#### WHAT YOU SHOULD DO:
Switch each occurrence of "shelf-compliance log" in the data below to "parking-lot survey", and reproduce every line with nothing else altered.

[Collection entries]
++++++

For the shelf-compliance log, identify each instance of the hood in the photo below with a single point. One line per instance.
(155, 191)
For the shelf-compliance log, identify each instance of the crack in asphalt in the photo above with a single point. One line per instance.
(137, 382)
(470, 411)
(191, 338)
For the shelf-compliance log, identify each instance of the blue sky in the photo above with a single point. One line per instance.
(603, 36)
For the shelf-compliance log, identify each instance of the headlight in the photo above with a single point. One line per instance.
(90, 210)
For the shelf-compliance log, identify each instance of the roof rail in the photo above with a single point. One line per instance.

++++++

#### ANSWER BELOW:
For the parking-lot survey, identify each instance of the hood in the photo below with a single point. One line per instance.
(155, 191)
For the parking-lot survey, identify each instance of the crack in asphalt in the photo above with a single point. One line per instance.
(137, 382)
(470, 411)
(191, 338)
For the parking-lot survey, identify each instance of the blue sky in the photo above with a single point. One line per instance.
(603, 36)
For the parking-lot survey, identify each instance of the headlight in the photo above with a single point. One line per instance.
(90, 210)
For the parking-lot survey, identify each instance of the roof rail in the photo above with a single point. One line per instance.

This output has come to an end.